Convert the rows from the line with "Question: Can you identify the bounding box of the white t-shirt" up to and including the line with "[254,215,281,263]" into a two-column CSV with the headers text and answer. Give one line per row, putting its text in the first field and its answer in the second, with each field quoted and any line breaks replaced by spaces.

→ Image entries on named regions
# # # # # # #
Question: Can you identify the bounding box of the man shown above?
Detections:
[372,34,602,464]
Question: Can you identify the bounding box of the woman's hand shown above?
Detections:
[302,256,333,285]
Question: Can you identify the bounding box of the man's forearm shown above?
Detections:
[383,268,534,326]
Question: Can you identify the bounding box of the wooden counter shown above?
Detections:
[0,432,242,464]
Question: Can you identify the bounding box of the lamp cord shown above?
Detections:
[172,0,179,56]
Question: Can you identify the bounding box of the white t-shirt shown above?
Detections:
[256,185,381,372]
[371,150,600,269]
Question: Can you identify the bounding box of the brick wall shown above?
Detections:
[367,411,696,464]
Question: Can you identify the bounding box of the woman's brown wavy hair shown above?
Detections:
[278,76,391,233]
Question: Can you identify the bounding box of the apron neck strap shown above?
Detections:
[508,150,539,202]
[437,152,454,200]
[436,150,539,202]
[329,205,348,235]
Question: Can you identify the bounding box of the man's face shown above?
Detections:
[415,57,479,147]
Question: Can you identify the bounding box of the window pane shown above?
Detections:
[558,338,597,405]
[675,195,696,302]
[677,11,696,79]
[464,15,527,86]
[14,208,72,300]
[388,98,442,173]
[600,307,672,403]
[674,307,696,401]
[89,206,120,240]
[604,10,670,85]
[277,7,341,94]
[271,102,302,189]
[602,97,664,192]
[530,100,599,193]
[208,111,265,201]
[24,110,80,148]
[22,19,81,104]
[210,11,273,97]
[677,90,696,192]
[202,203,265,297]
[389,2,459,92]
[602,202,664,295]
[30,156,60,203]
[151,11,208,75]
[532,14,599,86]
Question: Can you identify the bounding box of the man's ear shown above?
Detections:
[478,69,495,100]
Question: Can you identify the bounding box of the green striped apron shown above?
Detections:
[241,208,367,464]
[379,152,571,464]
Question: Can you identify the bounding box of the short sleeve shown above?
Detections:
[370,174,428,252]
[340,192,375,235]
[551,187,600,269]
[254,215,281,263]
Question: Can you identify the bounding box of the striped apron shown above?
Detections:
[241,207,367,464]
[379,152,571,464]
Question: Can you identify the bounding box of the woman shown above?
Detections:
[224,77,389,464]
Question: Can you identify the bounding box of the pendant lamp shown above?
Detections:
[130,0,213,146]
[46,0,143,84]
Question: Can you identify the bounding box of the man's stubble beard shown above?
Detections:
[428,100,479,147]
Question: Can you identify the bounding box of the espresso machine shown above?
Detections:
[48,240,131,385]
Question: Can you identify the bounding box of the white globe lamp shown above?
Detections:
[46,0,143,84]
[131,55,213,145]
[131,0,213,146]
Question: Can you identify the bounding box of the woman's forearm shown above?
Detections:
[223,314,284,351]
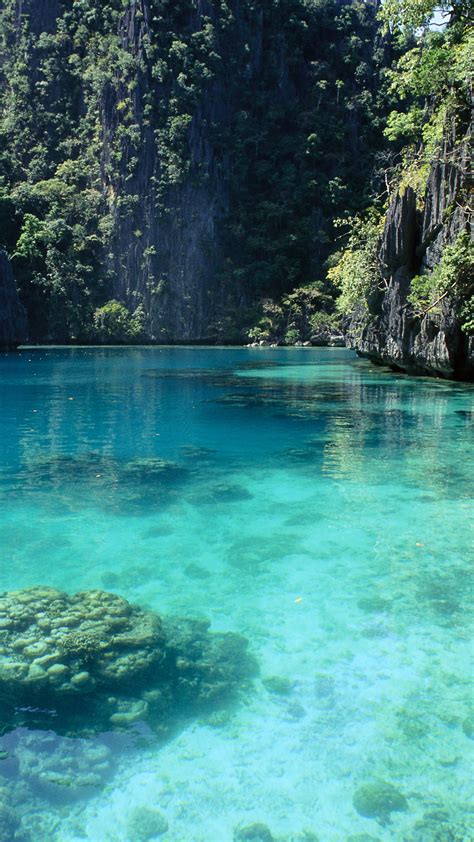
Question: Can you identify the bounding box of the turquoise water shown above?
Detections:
[0,348,474,842]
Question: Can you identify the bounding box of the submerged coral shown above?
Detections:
[0,587,253,732]
[234,822,274,842]
[352,781,408,824]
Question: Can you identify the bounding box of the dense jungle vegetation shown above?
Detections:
[0,0,468,342]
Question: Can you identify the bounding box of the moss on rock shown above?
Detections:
[234,822,274,842]
[0,587,253,731]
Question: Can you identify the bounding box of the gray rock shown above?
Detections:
[346,118,474,380]
[0,250,28,348]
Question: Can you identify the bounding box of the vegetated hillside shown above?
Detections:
[336,0,474,380]
[0,0,398,342]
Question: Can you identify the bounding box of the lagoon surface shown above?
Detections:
[0,348,474,842]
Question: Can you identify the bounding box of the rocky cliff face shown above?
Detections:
[347,116,474,380]
[0,251,28,348]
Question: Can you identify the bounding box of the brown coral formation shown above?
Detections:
[0,587,253,732]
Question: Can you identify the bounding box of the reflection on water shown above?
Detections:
[0,348,474,842]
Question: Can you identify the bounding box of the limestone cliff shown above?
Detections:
[0,251,28,348]
[347,116,474,380]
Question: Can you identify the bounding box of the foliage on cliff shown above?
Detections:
[329,0,474,324]
[0,0,397,341]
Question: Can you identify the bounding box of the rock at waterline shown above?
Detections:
[0,587,255,734]
[0,249,28,349]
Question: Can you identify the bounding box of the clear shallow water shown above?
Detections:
[0,348,474,842]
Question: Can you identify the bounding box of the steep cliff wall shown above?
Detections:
[347,116,474,380]
[0,251,28,348]
[0,0,388,342]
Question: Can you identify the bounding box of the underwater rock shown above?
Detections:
[287,830,319,842]
[262,675,293,696]
[406,811,472,842]
[352,781,408,824]
[127,807,168,842]
[234,822,274,842]
[0,798,20,842]
[0,587,255,733]
[16,732,112,802]
[346,833,380,842]
[462,713,474,740]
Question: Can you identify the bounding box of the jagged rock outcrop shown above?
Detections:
[0,250,28,348]
[0,587,255,734]
[347,121,474,380]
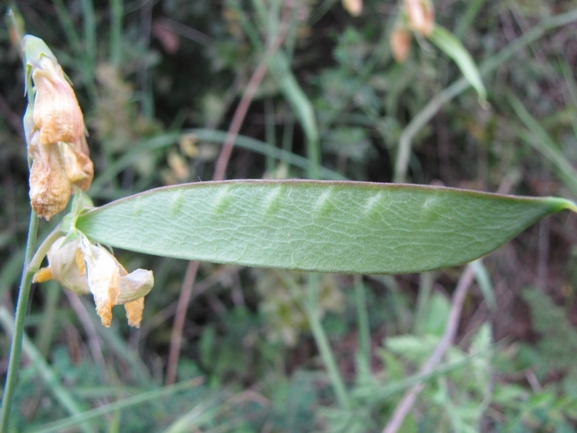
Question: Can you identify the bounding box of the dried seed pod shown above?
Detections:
[405,0,435,37]
[343,0,363,17]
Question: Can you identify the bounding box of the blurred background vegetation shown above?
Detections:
[0,0,577,432]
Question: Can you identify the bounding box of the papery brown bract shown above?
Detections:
[405,0,435,37]
[28,133,72,220]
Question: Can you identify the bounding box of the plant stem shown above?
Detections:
[0,211,38,433]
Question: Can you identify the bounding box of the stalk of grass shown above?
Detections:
[80,0,96,71]
[35,281,62,356]
[109,0,124,66]
[0,211,38,433]
[27,377,203,433]
[508,94,577,196]
[354,275,371,371]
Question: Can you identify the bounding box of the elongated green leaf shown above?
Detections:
[429,25,487,101]
[76,180,577,273]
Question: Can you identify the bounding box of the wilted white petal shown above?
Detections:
[116,269,154,304]
[80,238,121,327]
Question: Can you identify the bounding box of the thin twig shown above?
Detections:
[383,265,475,433]
[166,14,287,385]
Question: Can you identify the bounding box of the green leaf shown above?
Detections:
[429,25,487,102]
[76,180,577,273]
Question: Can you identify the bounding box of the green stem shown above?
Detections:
[354,275,371,371]
[0,211,38,433]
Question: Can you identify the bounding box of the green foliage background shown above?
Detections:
[0,0,577,432]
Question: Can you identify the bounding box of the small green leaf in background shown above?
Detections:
[76,180,577,274]
[429,25,487,102]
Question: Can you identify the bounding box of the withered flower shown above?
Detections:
[23,35,94,220]
[34,235,154,328]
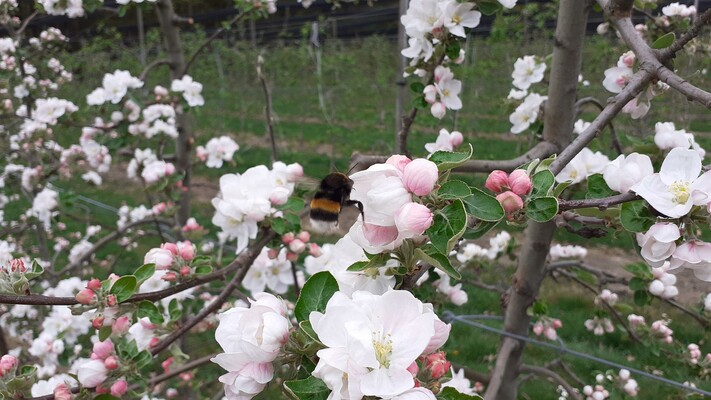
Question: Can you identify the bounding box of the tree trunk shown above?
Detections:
[485,0,590,400]
[156,0,193,225]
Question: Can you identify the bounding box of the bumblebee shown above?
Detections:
[309,172,363,225]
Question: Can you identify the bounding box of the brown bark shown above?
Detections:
[485,0,590,400]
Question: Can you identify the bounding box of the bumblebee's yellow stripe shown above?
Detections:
[311,199,341,214]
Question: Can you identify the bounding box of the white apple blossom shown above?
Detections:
[29,188,59,230]
[196,136,239,168]
[242,247,294,294]
[669,240,711,282]
[637,222,681,267]
[602,153,654,193]
[309,290,444,399]
[509,93,548,134]
[438,0,481,37]
[212,293,291,400]
[511,56,546,90]
[632,148,711,218]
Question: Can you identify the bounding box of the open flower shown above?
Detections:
[632,148,711,218]
[309,290,436,398]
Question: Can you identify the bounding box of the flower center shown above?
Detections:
[669,181,691,204]
[373,332,393,368]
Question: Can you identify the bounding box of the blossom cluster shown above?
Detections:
[212,162,304,253]
[212,293,291,400]
[309,290,451,399]
[349,155,439,254]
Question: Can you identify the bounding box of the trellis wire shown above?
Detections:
[442,311,711,396]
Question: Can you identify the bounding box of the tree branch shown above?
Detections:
[0,230,276,306]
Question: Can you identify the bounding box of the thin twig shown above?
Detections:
[257,54,279,163]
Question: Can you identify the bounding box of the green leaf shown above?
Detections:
[272,218,289,235]
[463,221,498,240]
[531,169,555,197]
[634,290,652,307]
[463,187,505,222]
[284,376,331,400]
[437,386,481,400]
[136,300,163,324]
[620,200,656,232]
[410,82,425,94]
[427,199,467,254]
[99,326,112,342]
[133,264,156,286]
[585,174,617,199]
[415,245,462,280]
[109,275,137,303]
[479,1,501,15]
[25,259,44,281]
[526,197,558,222]
[437,180,472,200]
[445,40,462,60]
[629,276,647,291]
[347,253,390,272]
[625,263,654,281]
[652,32,676,49]
[195,265,212,275]
[294,271,338,321]
[430,143,474,171]
[168,299,183,321]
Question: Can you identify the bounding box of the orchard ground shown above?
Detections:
[11,30,711,399]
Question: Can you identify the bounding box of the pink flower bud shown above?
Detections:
[309,243,321,257]
[86,278,101,291]
[53,383,72,400]
[111,379,128,397]
[496,191,523,214]
[111,316,131,335]
[296,231,311,243]
[0,354,18,377]
[484,169,509,193]
[395,203,433,238]
[430,101,447,119]
[509,169,532,196]
[425,351,452,379]
[161,271,178,282]
[289,239,306,254]
[385,154,412,172]
[92,339,114,360]
[160,243,178,256]
[407,361,420,378]
[104,356,118,370]
[160,357,175,374]
[281,232,294,244]
[74,289,96,304]
[449,131,464,147]
[402,158,439,196]
[177,240,195,261]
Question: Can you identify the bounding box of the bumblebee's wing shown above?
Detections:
[296,176,321,192]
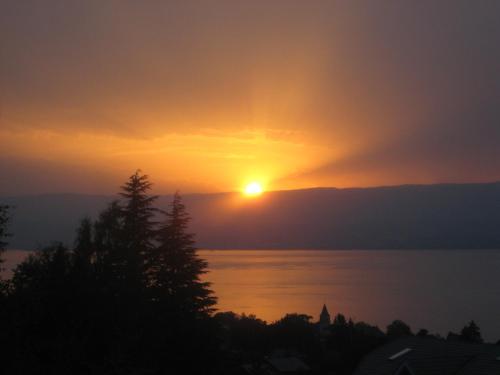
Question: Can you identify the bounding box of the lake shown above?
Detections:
[6,250,500,341]
[200,250,500,341]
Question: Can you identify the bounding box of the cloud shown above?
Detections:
[0,0,500,190]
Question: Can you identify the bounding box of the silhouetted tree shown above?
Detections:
[149,193,216,315]
[416,328,430,337]
[460,320,483,343]
[270,314,319,355]
[387,320,413,340]
[0,205,9,271]
[120,170,157,290]
[73,217,95,273]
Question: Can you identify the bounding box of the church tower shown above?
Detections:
[319,305,332,335]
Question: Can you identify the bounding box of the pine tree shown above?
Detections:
[149,193,216,316]
[0,205,9,264]
[460,320,483,343]
[120,170,157,287]
[73,217,95,271]
[94,201,122,268]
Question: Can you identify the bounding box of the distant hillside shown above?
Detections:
[0,183,500,249]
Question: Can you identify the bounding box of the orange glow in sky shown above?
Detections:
[243,181,264,197]
[0,0,500,194]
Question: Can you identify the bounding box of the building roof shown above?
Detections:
[267,357,309,373]
[354,337,500,375]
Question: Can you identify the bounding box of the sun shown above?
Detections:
[243,181,264,197]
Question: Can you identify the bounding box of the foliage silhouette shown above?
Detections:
[0,171,496,375]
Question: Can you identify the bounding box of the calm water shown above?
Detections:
[6,250,500,341]
[200,250,500,341]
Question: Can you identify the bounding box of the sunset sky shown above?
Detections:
[0,0,500,194]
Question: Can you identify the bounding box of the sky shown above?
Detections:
[0,0,500,194]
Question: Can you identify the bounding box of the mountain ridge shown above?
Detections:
# # # # # # #
→ FULL RESPONSE
text,answer
"Question: Can you identify the bounding box of the white t-shirt shown above? Detections:","[256,185,381,372] [371,150,600,269]"
"Question: Can you identify the bounding box of the brick wall shown above? Detections:","[367,411,696,464]"
"Question: Can you identify the bounding box of the woman's brown wavy hair shown above? Detections:","[278,76,391,233]"
"Question: Can you identify the bounding box of the apron neck strap shown above? Detections:","[508,150,539,202] [437,152,454,200] [436,150,539,202] [329,205,348,235]"
"Question: Can you identify the bounding box of the man's face shown above? Detections:","[415,57,479,147]"
"Question: Can you identify the bounding box of the window pane shown above? Detections:","[558,338,597,405] [675,195,696,302] [677,11,696,79] [464,15,527,86] [14,208,72,300] [388,98,442,173] [600,307,672,403] [674,307,696,401] [89,206,120,240] [604,10,670,85] [277,7,341,94] [271,102,302,189] [602,97,664,192] [530,100,599,193] [208,111,265,201] [24,110,80,148] [22,19,81,104] [210,11,273,97] [677,90,696,192] [202,203,265,297] [389,2,459,92] [602,202,664,295] [30,156,60,203] [151,11,208,75] [532,14,599,86]"
"Question: Can you identify the bounding box of the man's ear shown above? Detections:","[478,69,495,100]"
"Question: Can you identify the bounding box of the green striped apron shown above? Detections:","[241,208,367,464] [379,152,571,464]"
"Question: Can you identify the bounding box of the short sleeve shown above? Detections:","[370,174,428,252] [340,192,375,235] [551,187,600,269] [254,215,281,263]"